## SOURCE EXTRACT:
══════════════════════════════

And so I come back to the same question again – can we be re-infected by this coronavirus, or do we have a lasting ‘memory’ of this pathogen? The answer is still “we don’t know”, which is frustrating to be sure. Studies to address these question will take months or even years, while by their nature viral infections move through populations on a much shorter time scale. For more sources that address that particular question, please see these excellently written articles:
- Can You Get Covid-19 Again? It’s Very Unlikely, Experts Say (published in the New York Times, July 23, 2020)
- Six months of coronavirus: the mysteries scientists are still racing to solve (published in Nature, July 3, 2020)
- Long-term and herd immunity against SARS-CoV-2: implications from current and past knowledge (published in Pathogens and Disease, June 8, 2020)
Will we need boosters or annual vaccinations for this virus?
If at some point we no longer have memory cells for the virus, then we will respond to a new infection as if it were the first time we were seeing the virus. The likelihood of this is very low, however, for anyone with a moderately well-functioning immune system. And during those months to years it takes for our immune system to lose its memory, the virus that initially infected us is changing, accumulating mutations in its genetic material that affect how it looks and acts. Some viruses mutate quickly, acquiring changes that make them look ‘new’ to our immune systems, so much so that memory cells won’t respond to them. Flu viruses are like that, which is why we need a new vaccine every year in order to keep our immune system up to date with the current ‘model’, as it were. Cold viruses (rhinoviruses) actually mutate relatively slowly. How is it, then, that we all catch cold after cold? It isn’t because the virus changes so fast our immune system can’t recognize it, but rather that there are so many kinds of rhinovirus, so many versions and variants, that we are rarely exposed to the same one twice. SARS-CoV-2 actually mutates relatively slowly, which means that any memory immune cells we generate in the first infection will most likely be able to recognize and respond to later version of the virus. This slow mutation rate also is a very good thing in terms of vaccine development. Any vaccine we develop now, if it triggers the formation of persistent memory cells, will most likely be effective against the version of SARS-CoV-2 present next year, and probably also in five years.

══════════════════════════════

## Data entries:
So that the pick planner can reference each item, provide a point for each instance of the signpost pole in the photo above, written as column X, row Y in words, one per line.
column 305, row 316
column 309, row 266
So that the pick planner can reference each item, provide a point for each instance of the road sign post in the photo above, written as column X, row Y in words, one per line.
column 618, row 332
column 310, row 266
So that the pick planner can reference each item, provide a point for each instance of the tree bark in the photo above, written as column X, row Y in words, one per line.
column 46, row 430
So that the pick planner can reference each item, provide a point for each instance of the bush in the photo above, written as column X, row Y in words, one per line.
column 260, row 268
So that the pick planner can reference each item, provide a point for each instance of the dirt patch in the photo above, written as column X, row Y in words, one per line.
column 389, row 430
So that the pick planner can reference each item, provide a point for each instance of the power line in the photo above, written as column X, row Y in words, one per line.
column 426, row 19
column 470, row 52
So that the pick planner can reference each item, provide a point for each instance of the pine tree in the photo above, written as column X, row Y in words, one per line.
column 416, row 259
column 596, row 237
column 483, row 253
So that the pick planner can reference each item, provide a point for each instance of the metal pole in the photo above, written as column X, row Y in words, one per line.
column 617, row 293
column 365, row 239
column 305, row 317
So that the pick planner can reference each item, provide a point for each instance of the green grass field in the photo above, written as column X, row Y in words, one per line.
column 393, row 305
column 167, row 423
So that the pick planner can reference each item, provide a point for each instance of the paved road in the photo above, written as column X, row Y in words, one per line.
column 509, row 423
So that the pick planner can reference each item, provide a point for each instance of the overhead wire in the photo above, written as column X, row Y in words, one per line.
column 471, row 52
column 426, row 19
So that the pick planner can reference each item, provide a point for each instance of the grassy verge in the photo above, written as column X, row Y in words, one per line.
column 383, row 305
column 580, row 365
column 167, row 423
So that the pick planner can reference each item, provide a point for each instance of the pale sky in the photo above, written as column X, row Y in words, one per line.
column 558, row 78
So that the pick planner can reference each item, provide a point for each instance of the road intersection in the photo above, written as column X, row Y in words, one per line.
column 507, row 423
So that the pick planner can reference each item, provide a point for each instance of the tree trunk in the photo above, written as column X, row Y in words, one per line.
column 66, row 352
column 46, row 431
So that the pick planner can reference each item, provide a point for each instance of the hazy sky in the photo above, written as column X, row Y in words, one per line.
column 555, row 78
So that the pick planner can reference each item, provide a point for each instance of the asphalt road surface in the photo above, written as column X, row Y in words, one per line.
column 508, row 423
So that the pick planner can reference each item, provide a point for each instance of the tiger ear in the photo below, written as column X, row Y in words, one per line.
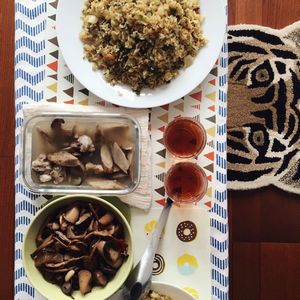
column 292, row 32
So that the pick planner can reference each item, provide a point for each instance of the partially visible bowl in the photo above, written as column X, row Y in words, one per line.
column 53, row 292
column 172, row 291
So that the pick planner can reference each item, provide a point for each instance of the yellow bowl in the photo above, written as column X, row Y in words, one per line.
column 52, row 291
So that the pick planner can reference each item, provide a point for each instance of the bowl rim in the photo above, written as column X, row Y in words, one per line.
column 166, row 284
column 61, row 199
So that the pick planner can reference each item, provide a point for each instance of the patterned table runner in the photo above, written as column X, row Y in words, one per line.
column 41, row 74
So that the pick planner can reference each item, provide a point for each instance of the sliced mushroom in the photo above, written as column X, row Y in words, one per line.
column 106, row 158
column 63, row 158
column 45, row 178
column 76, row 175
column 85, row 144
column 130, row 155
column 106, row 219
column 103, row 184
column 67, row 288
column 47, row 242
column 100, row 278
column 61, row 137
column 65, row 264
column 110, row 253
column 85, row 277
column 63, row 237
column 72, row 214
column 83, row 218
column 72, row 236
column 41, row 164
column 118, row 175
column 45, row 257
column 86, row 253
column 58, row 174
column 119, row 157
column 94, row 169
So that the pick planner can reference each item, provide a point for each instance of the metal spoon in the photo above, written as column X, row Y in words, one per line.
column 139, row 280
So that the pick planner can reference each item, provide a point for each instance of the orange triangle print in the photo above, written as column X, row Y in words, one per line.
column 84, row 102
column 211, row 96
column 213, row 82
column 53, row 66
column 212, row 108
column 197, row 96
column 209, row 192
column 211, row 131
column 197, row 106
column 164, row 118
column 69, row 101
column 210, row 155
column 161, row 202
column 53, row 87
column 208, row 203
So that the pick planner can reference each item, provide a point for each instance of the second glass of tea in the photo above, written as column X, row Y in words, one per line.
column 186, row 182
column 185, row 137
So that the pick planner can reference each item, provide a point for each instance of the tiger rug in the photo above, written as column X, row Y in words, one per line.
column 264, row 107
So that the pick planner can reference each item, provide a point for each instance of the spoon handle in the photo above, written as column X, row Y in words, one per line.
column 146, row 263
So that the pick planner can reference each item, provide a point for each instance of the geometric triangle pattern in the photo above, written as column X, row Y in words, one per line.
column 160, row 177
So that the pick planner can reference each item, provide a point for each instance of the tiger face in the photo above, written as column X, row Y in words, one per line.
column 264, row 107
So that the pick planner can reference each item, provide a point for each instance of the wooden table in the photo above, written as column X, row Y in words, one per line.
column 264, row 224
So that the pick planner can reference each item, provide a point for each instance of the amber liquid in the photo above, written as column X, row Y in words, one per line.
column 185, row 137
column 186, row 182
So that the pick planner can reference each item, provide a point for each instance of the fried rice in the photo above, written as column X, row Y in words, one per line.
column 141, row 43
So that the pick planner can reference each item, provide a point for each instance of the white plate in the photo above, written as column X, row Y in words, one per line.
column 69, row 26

══════════════════════════════

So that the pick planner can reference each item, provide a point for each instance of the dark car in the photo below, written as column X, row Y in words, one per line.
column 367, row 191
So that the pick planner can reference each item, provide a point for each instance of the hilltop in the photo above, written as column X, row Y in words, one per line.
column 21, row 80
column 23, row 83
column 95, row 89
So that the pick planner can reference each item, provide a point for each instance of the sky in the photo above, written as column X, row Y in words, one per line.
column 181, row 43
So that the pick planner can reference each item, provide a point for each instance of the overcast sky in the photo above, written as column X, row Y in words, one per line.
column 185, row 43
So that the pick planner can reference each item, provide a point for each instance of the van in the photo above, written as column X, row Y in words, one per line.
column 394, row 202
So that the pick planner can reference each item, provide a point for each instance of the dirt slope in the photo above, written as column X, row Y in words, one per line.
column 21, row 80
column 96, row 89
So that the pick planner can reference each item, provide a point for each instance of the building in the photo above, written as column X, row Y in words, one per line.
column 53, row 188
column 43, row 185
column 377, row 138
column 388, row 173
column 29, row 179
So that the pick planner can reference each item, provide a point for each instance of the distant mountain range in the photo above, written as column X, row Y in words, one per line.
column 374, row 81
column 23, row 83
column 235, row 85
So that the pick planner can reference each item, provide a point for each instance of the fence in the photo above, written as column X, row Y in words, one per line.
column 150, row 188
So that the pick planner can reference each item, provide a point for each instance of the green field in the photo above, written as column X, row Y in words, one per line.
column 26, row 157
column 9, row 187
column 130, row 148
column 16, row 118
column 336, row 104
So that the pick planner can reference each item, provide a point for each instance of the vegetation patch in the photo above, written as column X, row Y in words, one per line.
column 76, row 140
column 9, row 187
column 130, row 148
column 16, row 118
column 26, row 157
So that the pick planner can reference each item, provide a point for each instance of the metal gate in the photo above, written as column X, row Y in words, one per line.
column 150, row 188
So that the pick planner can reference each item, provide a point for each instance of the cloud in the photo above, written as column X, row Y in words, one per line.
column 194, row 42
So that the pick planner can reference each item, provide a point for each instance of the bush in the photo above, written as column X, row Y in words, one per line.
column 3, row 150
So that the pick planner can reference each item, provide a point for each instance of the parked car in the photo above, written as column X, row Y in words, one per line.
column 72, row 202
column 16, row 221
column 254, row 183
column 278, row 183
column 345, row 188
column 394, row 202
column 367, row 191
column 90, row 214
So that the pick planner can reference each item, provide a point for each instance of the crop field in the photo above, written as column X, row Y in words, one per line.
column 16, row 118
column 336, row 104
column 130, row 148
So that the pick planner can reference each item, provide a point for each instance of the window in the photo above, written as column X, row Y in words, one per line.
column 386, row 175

══════════════════════════════

## REQUIREMENT 1:
In the coronavirus immunity passage, write out the part starting with "- Six months" and going on through "June 8, 2020)", swapping "herd immunity" for "population immunity".
## REQUIREMENT 2:
Name every publication that the coronavirus immunity passage gives as the place where one of its recommended articles appeared.

## RESPONSE 1:
- Six months of coronavirus: the mysteries scientists are still racing to solve (published in Nature, July 3, 2020)
- Long-term and population immunity against SARS-CoV-2: implications from current and past knowledge (published in Pathogens and Disease, June 8, 2020)

## RESPONSE 2:
- New York Times
- Nature
- Pathogens and Disease